Passage shown
--- START ---

Whether you’re simply trying to understand more about your body and how it changes over the course of a month, looking for symptoms of illness or trying to get pregnant, time spent tracking your menstrual cycle is never time wasted. It has such a dramatic effect on your body and your mood, it’s vital for helping you to get pregnant, and changes to a regular cycle are a sign that something could be wrong (or at least different) with your health.
Today we’re taking a look at the ways you can monitor your menstrual cycle through the month, to get the insight you need into what your body is doing.
Records
If you’re making an ovulation chart, you need to put some thought into how you’re recording presenting the information to make it easy for you to understand. If you’re recording your basal body temperature, for example, writing down your temperature in a notebook will carry all the same information as mapping it onto a graph, but the graph will immediately show you the patterns in rises and fall that can tell you when you’re ovulating. Putting in the extra effort to make the results visual can pay dividends when it comes to understanding them, and what they mean for your health.
Information to Include
Some of the most important metrics to include are your basal body temperature and hormone levels. These are the key ways you have to tell you how your cycle is progressing, and most importantly, when you’re due to ovulate.
You can measure your basal body temperature with a thermometer which gives digital readings accurate down to tenths of a degree. Take your temperature as soon as you wake up, before you move around or get out of bed to get the most accurate result. If your temperature drops by a tenth of degree, then shows a rise for the three successive days, you spotted ovulation!

--- END ---

Your instructions
Return the full passage on tracking your menstrual cycle word for word, with nothing changed.

Dataset entries:
--- START ---

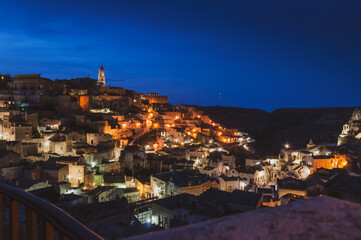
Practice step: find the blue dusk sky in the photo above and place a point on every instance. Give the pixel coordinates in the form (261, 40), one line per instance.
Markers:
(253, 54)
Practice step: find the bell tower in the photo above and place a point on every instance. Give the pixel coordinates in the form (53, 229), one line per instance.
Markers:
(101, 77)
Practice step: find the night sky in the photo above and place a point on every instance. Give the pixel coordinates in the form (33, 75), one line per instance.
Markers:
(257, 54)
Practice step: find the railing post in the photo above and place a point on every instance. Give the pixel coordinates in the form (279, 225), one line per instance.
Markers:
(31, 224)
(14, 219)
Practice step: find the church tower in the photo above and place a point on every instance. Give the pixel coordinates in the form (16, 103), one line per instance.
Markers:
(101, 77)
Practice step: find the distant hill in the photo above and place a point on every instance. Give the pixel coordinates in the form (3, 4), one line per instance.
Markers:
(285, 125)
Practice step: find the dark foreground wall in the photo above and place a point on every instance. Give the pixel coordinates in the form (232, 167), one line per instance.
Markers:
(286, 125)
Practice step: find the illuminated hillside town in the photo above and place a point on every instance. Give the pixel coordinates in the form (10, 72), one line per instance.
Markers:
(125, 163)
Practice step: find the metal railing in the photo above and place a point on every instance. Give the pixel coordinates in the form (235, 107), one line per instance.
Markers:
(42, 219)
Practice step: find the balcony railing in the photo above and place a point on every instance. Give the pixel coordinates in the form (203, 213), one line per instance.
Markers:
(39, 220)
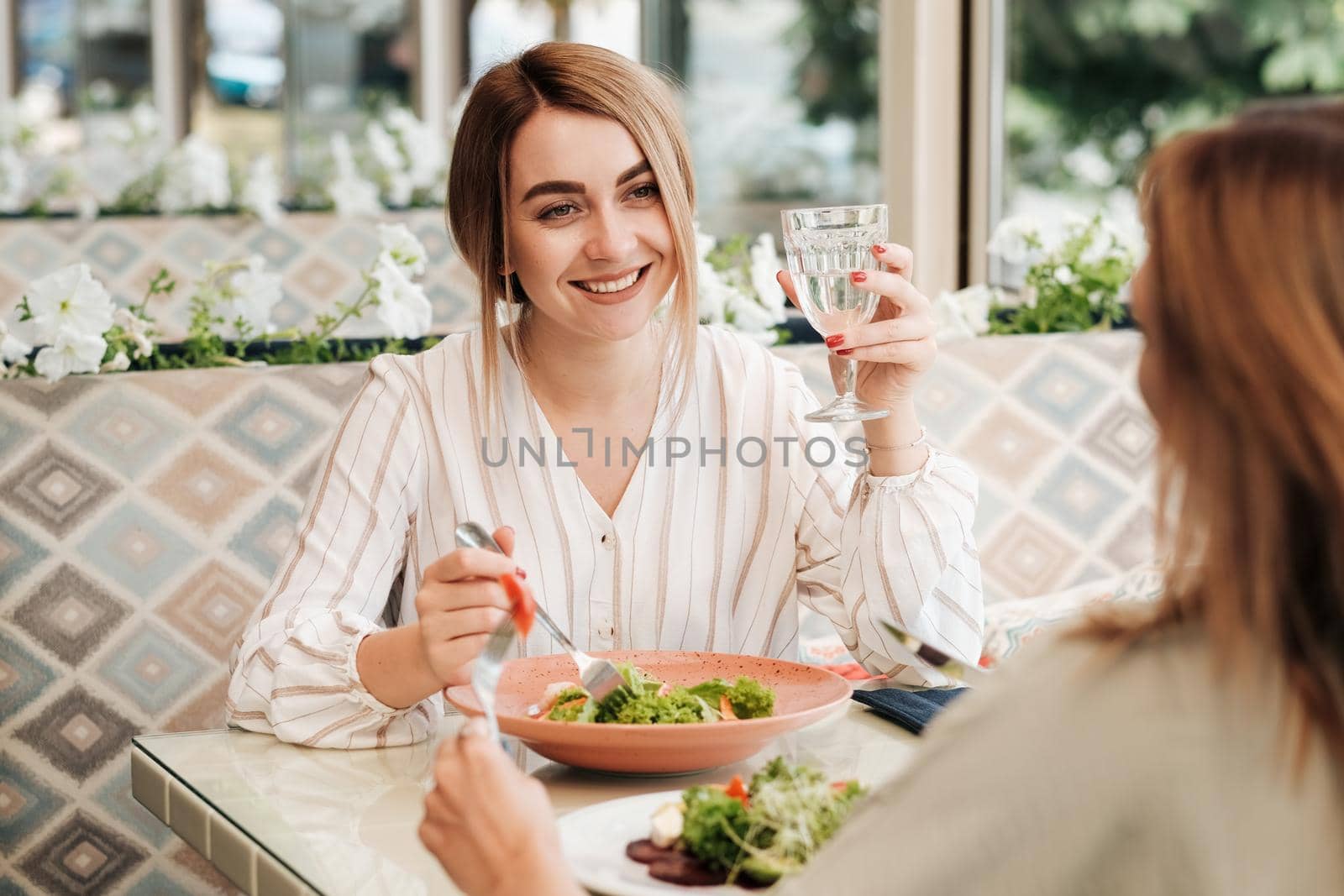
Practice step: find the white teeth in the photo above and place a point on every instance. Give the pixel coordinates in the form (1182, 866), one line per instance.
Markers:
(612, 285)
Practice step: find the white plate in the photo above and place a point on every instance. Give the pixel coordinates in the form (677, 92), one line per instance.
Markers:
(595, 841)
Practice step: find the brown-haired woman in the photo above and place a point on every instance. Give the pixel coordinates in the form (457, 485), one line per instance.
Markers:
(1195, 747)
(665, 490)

--- END ---

The completed task
Whether you’re simply trying to understand more about your body and how it changes over the course of a month, looking for symptoms of illness or trying to get pregnant, time spent tracking your menstrual cycle is never time wasted. It has such a dramatic effect on your body and your mood, it’s vital for helping you to get pregnant, and changes to a regular cycle are a sign that something could be wrong (or at least different) with your health.
Today we’re taking a look at the ways you can monitor your menstrual cycle through the month, to get the insight you need into what your body is doing.
Records
If you’re making an ovulation chart, you need to put some thought into how you’re recording presenting the information to make it easy for you to understand. If you’re recording your basal body temperature, for example, writing down your temperature in a notebook will carry all the same information as mapping it onto a graph, but the graph will immediately show you the patterns in rises and fall that can tell you when you’re ovulating. Putting in the extra effort to make the results visual can pay dividends when it comes to understanding them, and what they mean for your health.
Information to Include
Some of the most important metrics to include are your basal body temperature and hormone levels. These are the key ways you have to tell you how your cycle is progressing, and most importantly, when you’re due to ovulate.
You can measure your basal body temperature with a thermometer which gives digital readings accurate down to tenths of a degree. Take your temperature as soon as you wake up, before you move around or get out of bed to get the most accurate result. If your temperature drops by a tenth of degree, then shows a rise for the three successive days, you spotted ovulation!